What the task asks — Would you set down every entry shown below, precisely as written?

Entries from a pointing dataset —
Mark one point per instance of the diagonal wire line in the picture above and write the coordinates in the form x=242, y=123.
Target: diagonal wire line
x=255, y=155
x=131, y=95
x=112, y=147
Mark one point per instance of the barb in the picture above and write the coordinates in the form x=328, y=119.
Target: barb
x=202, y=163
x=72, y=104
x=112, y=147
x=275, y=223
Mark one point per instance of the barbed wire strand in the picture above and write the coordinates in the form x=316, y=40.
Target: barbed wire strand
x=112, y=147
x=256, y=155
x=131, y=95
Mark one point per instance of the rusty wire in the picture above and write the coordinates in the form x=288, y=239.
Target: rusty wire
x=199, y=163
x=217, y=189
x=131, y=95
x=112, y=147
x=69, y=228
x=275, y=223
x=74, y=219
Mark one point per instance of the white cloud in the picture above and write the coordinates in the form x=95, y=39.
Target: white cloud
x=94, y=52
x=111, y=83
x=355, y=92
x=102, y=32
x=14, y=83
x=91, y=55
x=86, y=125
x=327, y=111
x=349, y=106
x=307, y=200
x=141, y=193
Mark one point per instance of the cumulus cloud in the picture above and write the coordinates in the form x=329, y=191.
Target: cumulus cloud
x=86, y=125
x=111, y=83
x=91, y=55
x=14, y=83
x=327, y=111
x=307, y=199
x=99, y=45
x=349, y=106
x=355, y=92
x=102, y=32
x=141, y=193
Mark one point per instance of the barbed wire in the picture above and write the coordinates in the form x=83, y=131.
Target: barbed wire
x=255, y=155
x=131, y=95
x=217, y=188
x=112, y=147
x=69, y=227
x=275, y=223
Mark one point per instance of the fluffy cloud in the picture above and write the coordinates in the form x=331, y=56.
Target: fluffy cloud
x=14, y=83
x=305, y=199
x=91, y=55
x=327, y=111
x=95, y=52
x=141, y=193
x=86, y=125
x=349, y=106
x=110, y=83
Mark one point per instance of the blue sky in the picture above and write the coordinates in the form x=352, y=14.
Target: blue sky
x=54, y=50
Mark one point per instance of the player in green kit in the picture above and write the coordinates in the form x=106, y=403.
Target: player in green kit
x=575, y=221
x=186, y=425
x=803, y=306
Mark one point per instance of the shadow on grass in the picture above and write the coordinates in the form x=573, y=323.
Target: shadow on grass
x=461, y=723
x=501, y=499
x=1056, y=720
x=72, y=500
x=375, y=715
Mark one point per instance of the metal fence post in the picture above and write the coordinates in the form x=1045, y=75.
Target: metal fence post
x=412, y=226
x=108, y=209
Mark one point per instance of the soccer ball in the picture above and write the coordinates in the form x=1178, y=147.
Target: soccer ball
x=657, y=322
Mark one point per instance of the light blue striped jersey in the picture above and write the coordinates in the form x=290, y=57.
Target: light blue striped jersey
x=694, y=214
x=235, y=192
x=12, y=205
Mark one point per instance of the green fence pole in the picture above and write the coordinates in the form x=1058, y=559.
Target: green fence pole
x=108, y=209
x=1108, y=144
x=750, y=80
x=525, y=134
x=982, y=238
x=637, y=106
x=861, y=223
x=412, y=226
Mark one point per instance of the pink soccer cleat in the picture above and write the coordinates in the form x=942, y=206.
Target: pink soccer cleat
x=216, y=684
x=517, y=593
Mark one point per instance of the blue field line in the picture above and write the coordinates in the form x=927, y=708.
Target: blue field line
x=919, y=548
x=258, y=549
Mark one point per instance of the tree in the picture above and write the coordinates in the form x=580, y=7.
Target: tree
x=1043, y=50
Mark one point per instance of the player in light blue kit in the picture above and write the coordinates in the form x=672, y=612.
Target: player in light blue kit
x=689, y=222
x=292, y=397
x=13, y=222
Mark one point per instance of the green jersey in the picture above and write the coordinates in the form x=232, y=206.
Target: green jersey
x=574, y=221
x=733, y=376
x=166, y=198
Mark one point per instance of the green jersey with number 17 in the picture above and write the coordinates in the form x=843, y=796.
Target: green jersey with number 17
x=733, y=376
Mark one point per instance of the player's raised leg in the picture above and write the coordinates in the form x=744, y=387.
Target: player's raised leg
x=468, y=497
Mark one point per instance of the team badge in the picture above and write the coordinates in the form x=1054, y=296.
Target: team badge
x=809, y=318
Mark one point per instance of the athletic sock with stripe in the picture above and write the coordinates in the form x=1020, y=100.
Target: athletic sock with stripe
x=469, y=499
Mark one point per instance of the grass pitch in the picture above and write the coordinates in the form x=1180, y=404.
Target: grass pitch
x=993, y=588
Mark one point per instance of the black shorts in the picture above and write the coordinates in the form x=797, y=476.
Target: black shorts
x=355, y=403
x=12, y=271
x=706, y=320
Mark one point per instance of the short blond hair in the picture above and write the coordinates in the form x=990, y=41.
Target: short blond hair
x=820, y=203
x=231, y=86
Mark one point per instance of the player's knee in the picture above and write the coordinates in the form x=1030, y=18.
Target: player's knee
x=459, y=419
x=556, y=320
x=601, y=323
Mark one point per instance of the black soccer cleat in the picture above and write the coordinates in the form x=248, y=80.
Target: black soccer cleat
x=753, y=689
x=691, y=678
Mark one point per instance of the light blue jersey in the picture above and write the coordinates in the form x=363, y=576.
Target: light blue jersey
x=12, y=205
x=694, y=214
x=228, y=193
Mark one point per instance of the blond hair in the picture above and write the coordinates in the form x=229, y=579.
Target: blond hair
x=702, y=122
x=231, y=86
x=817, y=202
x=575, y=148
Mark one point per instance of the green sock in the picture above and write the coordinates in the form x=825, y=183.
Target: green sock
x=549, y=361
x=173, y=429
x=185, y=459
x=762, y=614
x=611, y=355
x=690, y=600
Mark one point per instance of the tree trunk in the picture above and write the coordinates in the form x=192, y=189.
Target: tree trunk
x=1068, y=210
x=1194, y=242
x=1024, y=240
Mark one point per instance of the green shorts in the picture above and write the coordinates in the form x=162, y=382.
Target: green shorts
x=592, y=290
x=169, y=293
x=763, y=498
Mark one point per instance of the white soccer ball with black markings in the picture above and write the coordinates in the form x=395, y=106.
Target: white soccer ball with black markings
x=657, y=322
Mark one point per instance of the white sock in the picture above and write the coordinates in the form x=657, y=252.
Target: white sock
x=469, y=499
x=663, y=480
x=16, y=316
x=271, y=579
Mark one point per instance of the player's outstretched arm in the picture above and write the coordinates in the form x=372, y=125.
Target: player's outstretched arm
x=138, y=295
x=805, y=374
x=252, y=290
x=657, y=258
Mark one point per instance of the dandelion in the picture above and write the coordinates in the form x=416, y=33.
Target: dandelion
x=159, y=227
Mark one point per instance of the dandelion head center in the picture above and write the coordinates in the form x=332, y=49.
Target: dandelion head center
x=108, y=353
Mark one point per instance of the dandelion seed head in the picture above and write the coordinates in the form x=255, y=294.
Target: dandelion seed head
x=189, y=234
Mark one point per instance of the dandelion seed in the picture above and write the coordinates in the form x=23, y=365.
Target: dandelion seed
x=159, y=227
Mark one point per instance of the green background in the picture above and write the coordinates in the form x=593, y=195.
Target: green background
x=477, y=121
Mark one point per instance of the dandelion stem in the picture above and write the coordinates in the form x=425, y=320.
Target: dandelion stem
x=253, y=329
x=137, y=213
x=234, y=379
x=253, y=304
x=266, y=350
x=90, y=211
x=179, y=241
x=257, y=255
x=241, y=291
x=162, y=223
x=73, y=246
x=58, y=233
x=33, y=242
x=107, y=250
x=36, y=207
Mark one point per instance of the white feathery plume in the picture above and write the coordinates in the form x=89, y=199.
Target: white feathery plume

Result for this exercise —
Mark one point per instance of the diagonal wire line in the picture above and write the coordinates in the form x=242, y=123.
Target: diagonal wire line
x=255, y=155
x=131, y=95
x=112, y=147
Mark one point per instance of the barb in the picture above and write the coordinates in the form x=328, y=119.
Target: barb
x=202, y=163
x=72, y=104
x=112, y=147
x=275, y=223
Mark one point per instance of the barbed wire strand in the picture above and write the coordinates in the form x=316, y=40.
Target: barbed wire strand
x=112, y=147
x=256, y=155
x=131, y=95
Mark one point per instance of the rusty wire in the picture above and write the coordinates in the form x=288, y=239.
Target: rusty wire
x=199, y=163
x=217, y=189
x=131, y=95
x=112, y=147
x=69, y=228
x=275, y=223
x=74, y=219
Mark one point per instance of the white cloud in the picture above and write the coordinates in the form x=95, y=39.
Target: white cloud
x=94, y=52
x=111, y=83
x=355, y=92
x=102, y=32
x=14, y=83
x=91, y=55
x=86, y=125
x=327, y=111
x=349, y=106
x=307, y=200
x=141, y=193
Mark one point per instance of the cumulus cloud in the picture above and write the coordinates in the form x=329, y=191.
Target: cumulus cloud
x=86, y=125
x=111, y=83
x=91, y=55
x=14, y=83
x=327, y=111
x=307, y=199
x=99, y=45
x=349, y=106
x=355, y=92
x=102, y=32
x=141, y=193
Mark one point per instance of the barbed wire in the picture above and write the coordinates in the form x=83, y=131.
Target: barbed wire
x=255, y=155
x=131, y=95
x=217, y=188
x=112, y=147
x=69, y=227
x=275, y=223
Mark one point per instance of the fluffy cloud in the picture above and write the coordinates in the form x=331, y=56.
Target: fluffy cloud
x=14, y=83
x=305, y=199
x=91, y=55
x=327, y=111
x=95, y=52
x=141, y=193
x=86, y=125
x=349, y=106
x=110, y=83
Mark one point per instance of the blue sky in the picture above and write the coordinates in the form x=352, y=14.
Target: blue sky
x=54, y=50
Mark one point per instance of the player in green kit in the picture above and write the coordinates in the form x=106, y=403.
Target: player in green kit
x=575, y=221
x=186, y=425
x=803, y=306
Mark one point per instance of the shadow on grass in the picture above and write the coordinates in the form x=573, y=323.
Target: shadow on grass
x=461, y=723
x=501, y=499
x=1056, y=720
x=72, y=500
x=375, y=715
Mark one point per instance of the metal fence post in the picture above and write the coordinates in the form x=1045, y=75.
Target: metal fence post
x=412, y=226
x=108, y=209
Mark one point per instance of the soccer ball in the picture above and write the coordinates in the form x=1178, y=147.
Target: soccer ball
x=657, y=322
Mark one point per instance of the light blue striped jersey in the picture above and write the coordinates in the form x=290, y=57.
Target: light blue striped jersey
x=694, y=214
x=235, y=192
x=12, y=205
Mark one point per instance of the green fence pole in the picture above and write the coordinates in the form x=1058, y=559.
Target: green fence pole
x=108, y=209
x=1108, y=144
x=750, y=80
x=525, y=134
x=982, y=238
x=637, y=106
x=861, y=223
x=412, y=226
Mark one point per instance of the pink soccer cleat in the picture above and write the coordinates in the form x=942, y=206.
Target: pink soccer cleat
x=216, y=684
x=517, y=593
Mark one point per instance of the blue field line in the picture above and write the coordinates in the form x=927, y=708.
Target: blue field line
x=919, y=548
x=258, y=549
Mark one point per instance of the tree in the picture above and write the coordinates in the form x=580, y=7.
Target: tree
x=1043, y=50
Mark one point per instance of the player in light blue kit in the picture above and write the coordinates in the form x=672, y=612.
Target: player in light blue kit
x=689, y=222
x=292, y=397
x=13, y=222
Mark one point per instance of the green jersey in the picture above and write the coordinates in the form x=232, y=206.
Target: green jersey
x=574, y=221
x=733, y=376
x=166, y=198
Mark one point per instance of the green jersey with number 17 in the picture above and write the coordinates in the form x=843, y=796.
Target: green jersey with number 17
x=733, y=376
Mark one point per instance of the player's raised leg in the picture above and write the coordinates in the form x=744, y=387.
Target: player's raised leg
x=468, y=497
Mark one point per instance of the team badge in the picture above and write the coordinates in the form x=1054, y=296.
Target: team badge
x=809, y=318
Mark one point per instance of the athletic sock with stripe in the picture above and write the coordinates in the form x=1020, y=100.
Target: athletic sock with stripe
x=469, y=499
Mark one point per instance of the grass pitch in the picture above and write the coordinates in the form x=1180, y=404.
Target: grass pitch
x=993, y=588
Mark one point per instance of the black shorts in the picture above and write the coordinates in the form x=797, y=476.
Target: black shorts
x=355, y=403
x=12, y=271
x=706, y=320
Mark one point per instance of the short blond hair in the picture above and write the coordinates in the form x=990, y=41.
Target: short blond hair
x=820, y=203
x=231, y=86
Mark one point per instance of the player's knee in the picture above and write the coordinates in the form x=1030, y=18.
Target: player's knee
x=459, y=419
x=556, y=320
x=601, y=323
Mark one point per instance of the black soccer cleat in the picture above and write the coordinates in the form x=248, y=80.
Target: black soccer cleat
x=753, y=689
x=691, y=678
Mark one point per instance of the light blue jersey in the picture above and write the coordinates in the form x=363, y=576.
Target: light blue jersey
x=12, y=205
x=694, y=214
x=228, y=193
Mark one point per instance of the blond hair in the picture above and write the coordinates in the form x=229, y=579.
Target: blond hair
x=702, y=122
x=231, y=86
x=817, y=202
x=575, y=148
Mark one point per instance of the green sock in the picture above and write the coordinates in the form x=825, y=183.
Target: green sock
x=549, y=361
x=173, y=429
x=185, y=459
x=762, y=614
x=611, y=355
x=690, y=600
Mark one point per instance of the tree trunk in the picture above and write the coordinates in the form x=192, y=189.
Target: tree trunk
x=1068, y=210
x=1194, y=242
x=1024, y=240
Mark one point per instance of the green shorts in the picture above and write the coordinates in the form x=162, y=382.
Target: green shorts
x=592, y=290
x=169, y=293
x=763, y=498
Mark one point per instance of the white soccer ball with black markings in the picture above and write the coordinates in the form x=395, y=106.
Target: white soccer ball with black markings
x=657, y=322
Mark one point per instance of the white sock in the picture above and write the coordinates in the form x=657, y=252.
Target: white sock
x=469, y=499
x=663, y=480
x=16, y=316
x=271, y=579
Mark one point per instance of the player's outstretched arm in the picture above and write the coordinates in the form x=372, y=125.
Target: player's outstretched arm
x=138, y=295
x=805, y=374
x=252, y=290
x=657, y=258
Mark one point per instance of the dandelion in the picture above and write the coordinates in the form x=416, y=33.
Target: dandelion
x=159, y=227
Mark one point per instance of the dandelion head center in the picture above and write the coordinates in the form x=332, y=49.
Target: dandelion head center
x=108, y=353
Mark one point per instance of the dandelion seed head in the picture above and write the coordinates in the form x=255, y=294.
Target: dandelion seed head
x=189, y=234
Mark one point per instance of the dandelion seed in the picture above and write the coordinates in the form x=23, y=365.
Target: dandelion seed
x=159, y=227
Mark one point per instance of the green background in the picture above and write the coordinates in the form x=593, y=195.
Target: green background
x=477, y=121
Mark one point per instance of the dandelion stem in the picture above and write the coordinates in the form x=425, y=320.
Target: dandelion stem
x=253, y=329
x=137, y=213
x=234, y=379
x=253, y=304
x=266, y=350
x=90, y=211
x=179, y=241
x=257, y=255
x=241, y=291
x=162, y=223
x=73, y=246
x=58, y=233
x=33, y=242
x=107, y=250
x=36, y=207
Mark one point per instance of the white feathery plume in the picture above and write the coordinates in the form x=89, y=199.
Target: white feathery plume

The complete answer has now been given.